Please output the following listing word for word, keeping every line unchanged and in its original order.

[START Data lines]

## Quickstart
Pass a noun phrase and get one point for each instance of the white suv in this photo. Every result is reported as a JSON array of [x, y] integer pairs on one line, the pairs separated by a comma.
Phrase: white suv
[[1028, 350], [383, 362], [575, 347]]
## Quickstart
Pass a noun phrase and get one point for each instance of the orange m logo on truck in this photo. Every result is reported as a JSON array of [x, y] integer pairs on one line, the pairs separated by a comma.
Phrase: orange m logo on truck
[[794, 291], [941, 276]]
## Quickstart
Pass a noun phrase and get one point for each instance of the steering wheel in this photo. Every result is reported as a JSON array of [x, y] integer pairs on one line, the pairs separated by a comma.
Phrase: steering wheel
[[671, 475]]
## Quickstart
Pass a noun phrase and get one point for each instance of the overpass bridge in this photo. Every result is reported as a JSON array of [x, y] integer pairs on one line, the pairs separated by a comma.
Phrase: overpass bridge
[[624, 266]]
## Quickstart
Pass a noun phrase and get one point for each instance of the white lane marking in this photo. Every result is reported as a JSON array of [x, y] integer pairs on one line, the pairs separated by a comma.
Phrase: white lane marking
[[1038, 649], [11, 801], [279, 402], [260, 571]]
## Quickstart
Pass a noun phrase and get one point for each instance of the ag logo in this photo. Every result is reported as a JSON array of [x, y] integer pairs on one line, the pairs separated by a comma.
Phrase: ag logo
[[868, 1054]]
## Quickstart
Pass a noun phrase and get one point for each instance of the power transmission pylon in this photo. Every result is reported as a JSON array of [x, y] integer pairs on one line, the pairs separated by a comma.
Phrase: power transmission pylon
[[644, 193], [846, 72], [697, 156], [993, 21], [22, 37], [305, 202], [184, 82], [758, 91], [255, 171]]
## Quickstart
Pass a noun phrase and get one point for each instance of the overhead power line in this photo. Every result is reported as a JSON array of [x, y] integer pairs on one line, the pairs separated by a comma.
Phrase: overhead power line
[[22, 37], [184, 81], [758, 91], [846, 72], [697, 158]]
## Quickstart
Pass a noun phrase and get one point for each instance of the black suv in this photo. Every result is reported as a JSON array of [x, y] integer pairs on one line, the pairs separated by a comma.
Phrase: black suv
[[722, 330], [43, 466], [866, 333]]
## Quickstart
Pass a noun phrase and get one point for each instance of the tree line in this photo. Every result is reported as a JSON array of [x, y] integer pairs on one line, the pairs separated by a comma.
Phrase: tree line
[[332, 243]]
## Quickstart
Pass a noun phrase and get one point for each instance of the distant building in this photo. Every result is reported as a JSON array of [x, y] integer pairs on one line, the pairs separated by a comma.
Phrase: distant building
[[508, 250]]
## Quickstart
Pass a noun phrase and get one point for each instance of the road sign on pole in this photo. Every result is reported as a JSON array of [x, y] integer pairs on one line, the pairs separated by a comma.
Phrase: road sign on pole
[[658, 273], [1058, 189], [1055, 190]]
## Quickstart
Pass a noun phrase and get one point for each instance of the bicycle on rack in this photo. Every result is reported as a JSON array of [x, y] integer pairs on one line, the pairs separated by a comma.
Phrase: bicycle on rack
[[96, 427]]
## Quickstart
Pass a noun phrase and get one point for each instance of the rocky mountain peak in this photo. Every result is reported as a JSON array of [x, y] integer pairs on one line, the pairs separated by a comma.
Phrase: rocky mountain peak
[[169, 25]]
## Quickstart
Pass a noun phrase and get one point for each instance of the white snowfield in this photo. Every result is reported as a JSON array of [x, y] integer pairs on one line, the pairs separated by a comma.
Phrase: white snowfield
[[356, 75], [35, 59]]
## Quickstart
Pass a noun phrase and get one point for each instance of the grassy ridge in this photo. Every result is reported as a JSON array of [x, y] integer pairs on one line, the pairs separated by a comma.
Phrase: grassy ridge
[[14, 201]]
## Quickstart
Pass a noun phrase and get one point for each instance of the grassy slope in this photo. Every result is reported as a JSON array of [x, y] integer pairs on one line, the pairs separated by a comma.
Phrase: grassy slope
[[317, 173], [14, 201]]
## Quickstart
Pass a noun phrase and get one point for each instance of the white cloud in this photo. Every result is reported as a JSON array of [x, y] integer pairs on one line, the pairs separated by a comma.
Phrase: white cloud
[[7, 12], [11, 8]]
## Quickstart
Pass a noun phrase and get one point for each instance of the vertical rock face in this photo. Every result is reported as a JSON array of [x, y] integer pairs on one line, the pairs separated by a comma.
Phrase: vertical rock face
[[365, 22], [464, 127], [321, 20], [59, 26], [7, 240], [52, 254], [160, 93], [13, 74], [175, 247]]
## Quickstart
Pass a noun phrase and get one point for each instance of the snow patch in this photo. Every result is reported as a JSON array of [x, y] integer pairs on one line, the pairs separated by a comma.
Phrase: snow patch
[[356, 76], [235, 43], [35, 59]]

[END Data lines]

- Reply to the exercise:
## Quickstart
Pass a noun phrase and get one point for each instance of the white suv in this photo. Every result is reported as a JSON array of [x, y] integer pairs on one line, the pairs separated by a comma.
Phrase: white suv
[[1028, 350], [383, 362], [575, 347]]
## Quickstart
Pass a noun phrase and get one point for each instance of the orange m logo on truck in this photo. Every result is reported as a JSON array of [x, y] integer pairs on one line, the pairs separated by a comma.
Phrase: orange m logo on truck
[[794, 291], [941, 276]]
## Quickstart
Pass a noun phrase and get one point for each instance of the steering wheel in this photo. Every result is reported as a JSON array of [x, y] integer pairs on one line, the pairs separated by a comma.
Phrase: steering wheel
[[671, 475]]
## Quickstart
Pass a noun phrase and get one point for each instance of the overpass bridge in this photo. Every result is reported as a JSON array of [x, y] integer pairs on one line, the pairs separated by a comma.
Phrase: overpass bridge
[[624, 266]]
## Quickstart
Pass a noun phrase and get one point for each instance of the white lane marking in this photo. Every result is reported as a JSON array of [x, y] integer pairs on one line, the pairs separated by a comma.
Phrase: white lane marking
[[1038, 649], [11, 801], [279, 402], [260, 571]]
## Quickstart
Pass a noun phrase and get one point for each instance of the ag logo in this photo. Every result is reported as a JSON array of [x, y] integer pairs on one line, the pairs separated by a comma.
Phrase: ag logo
[[868, 1054]]
## Quickstart
Pass a noun phrase and get one point for each instance of the power transmission pylon in this photo. Every result is reported as a JSON array of [x, y] integer pairs on one line, the pairs separated by a comma.
Phrase: power transmission pylon
[[644, 193], [846, 72], [697, 156], [993, 21], [22, 37], [305, 202], [184, 82], [758, 91], [255, 171]]
## Quickstart
Pass a noun phrase and get one point for each instance of the overhead power line in this photo. Every result is reported as a JSON array of [x, y] integer pairs on one line, the pairs separated by a comma.
Phrase: overhead power line
[[22, 37], [184, 81], [758, 91], [846, 72], [697, 158]]
## Quickstart
Pass a noun phrase and get one point for each instance of the black suv in this photo. Every result is reported as a JSON array of [x, y] integer pairs on one line, the pairs separated by a comma.
Phrase: black suv
[[722, 330], [43, 466], [866, 333]]
## Quickstart
Pass a noun phrase and get one point for each instance of the tree line in this photo. Every result is reported as a JSON array of [x, y] integer pairs on one line, the pairs separated by a comma.
Phrase: tree line
[[332, 243]]
## Quickstart
Pass a noun phrase and get one point for each instance of the distant building in this photo. Every result is reported as a JSON array of [x, y] integer pairs on one line, the pairs separated by a comma.
Phrase: distant building
[[508, 250]]
## Quickstart
Pass a noun phrase and get one point for each instance of the road sign on pole in this photo. Every result is reported as a JSON array of [x, y] integer pairs on one line, the pairs separated by a comma.
Phrase: road sign on pole
[[658, 273], [1058, 189], [1055, 190]]
## Quickstart
Pass a noun phrase and get one point for each instance of the bicycle on rack in this photo. Every result is reported as a JSON array of [x, y] integer pairs on one line, the pairs separated by a comma.
Phrase: bicycle on rack
[[96, 427]]
## Quickstart
Pass a noun phrase and get one point for each instance of the rocky mountain peak in this photo. Every result is reported as a JSON array of [x, y] integer pairs on one line, the pairs separated by a comma.
Phrase: rocky mountain peak
[[169, 25]]
## Quickstart
Pass a noun phrase and get one point for each instance of the white snowfield in this photo. Every result is reported as a JSON array of [x, y] integer pairs on one line, the pairs separated by a comma.
Phrase: white snowfield
[[356, 75], [35, 59]]
## Quickstart
Pass a noun phrase and get one point for each instance of the grassy ridge in this photo. Every result is reported as a JSON array of [x, y] integer pairs on one line, the pairs separated by a comma.
Phrase: grassy ridge
[[14, 201]]
## Quickstart
Pass a noun phrase and get one point for each instance of the grassy slope in this photo. Every result is reported as a JSON array of [x, y] integer pairs on one line, the pairs separated by a comma.
Phrase: grassy slope
[[317, 173], [14, 201]]
## Quickstart
Pass a noun phrase and get one point for each instance of the white cloud in this photo. Every result is reported as a JSON array of [x, y] integer pairs on one line, the pairs separated by a comma.
Phrase: white cloud
[[7, 12], [11, 8]]
## Quickstart
Pass a noun phrase and get one point for each instance of the vertical rock face in this photo. Every result is reported as a JSON array of [x, y] integer pairs on one line, the pairs separated by a comma.
Phrase: vertical rock face
[[365, 22], [464, 127], [321, 20], [59, 26], [7, 240], [52, 254], [160, 93], [13, 74], [175, 247]]
## Quickstart
Pass a noun phrase and get one point for each instance of the snow patch in this photo. Every result is reported as a JSON array of [x, y] integer pairs on one line, the pairs separated by a comma.
Phrase: snow patch
[[356, 76], [235, 43], [35, 59]]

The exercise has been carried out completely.